(WHAT THE TASK ASKS)
Retype all of the data word for word, without pictures.

(Records from a collection)
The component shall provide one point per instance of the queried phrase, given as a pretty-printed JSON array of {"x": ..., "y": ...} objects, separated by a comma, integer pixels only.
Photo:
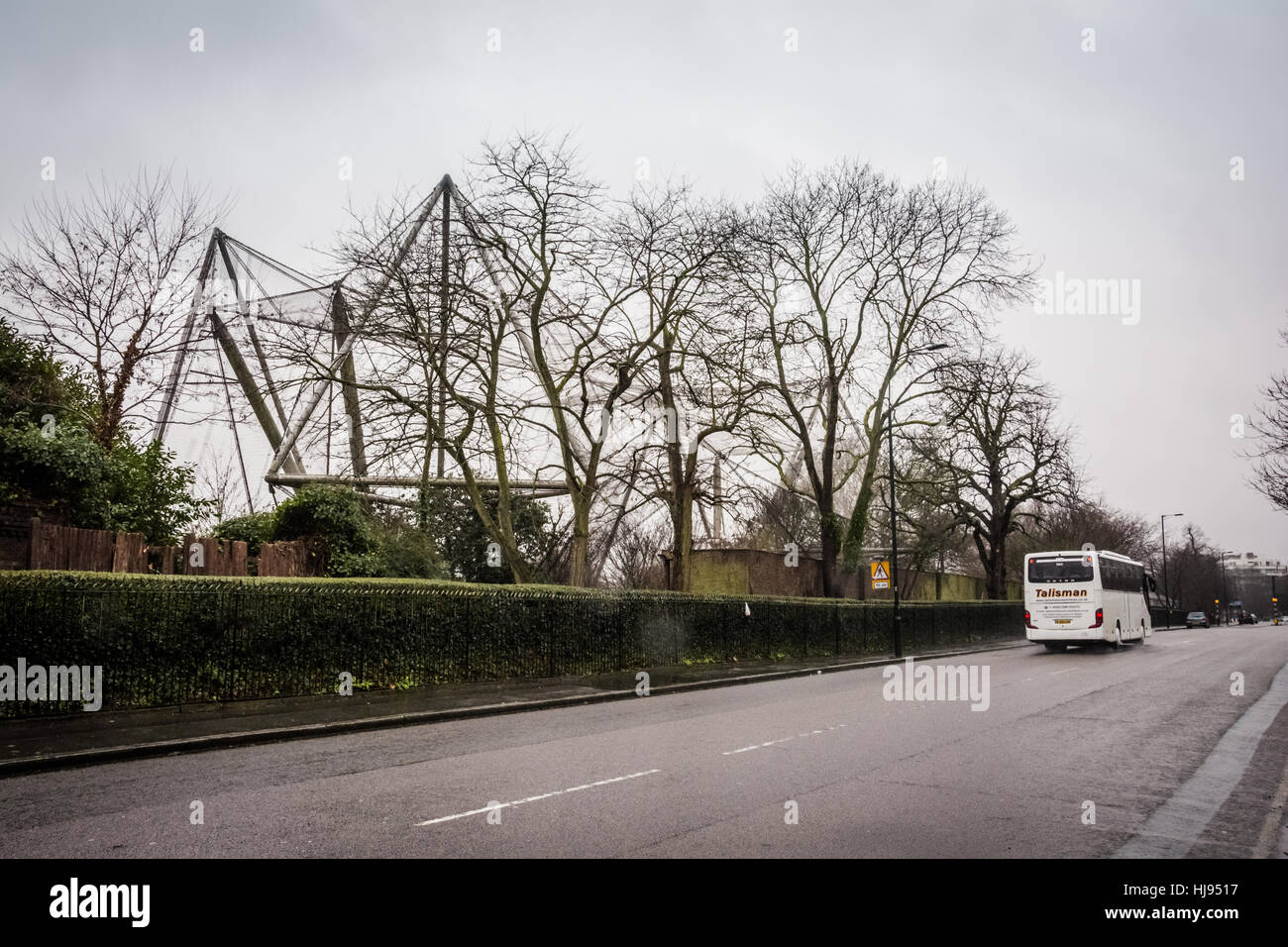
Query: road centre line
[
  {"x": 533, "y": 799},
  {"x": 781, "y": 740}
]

(RESULT BELOW)
The component shall provide one point per instance of the queried phrase, given as a pretty-printed JSON array of {"x": ..., "y": ...} objects, separated by a comma, integer pixels only.
Photo:
Query: road centre line
[
  {"x": 533, "y": 799},
  {"x": 781, "y": 740}
]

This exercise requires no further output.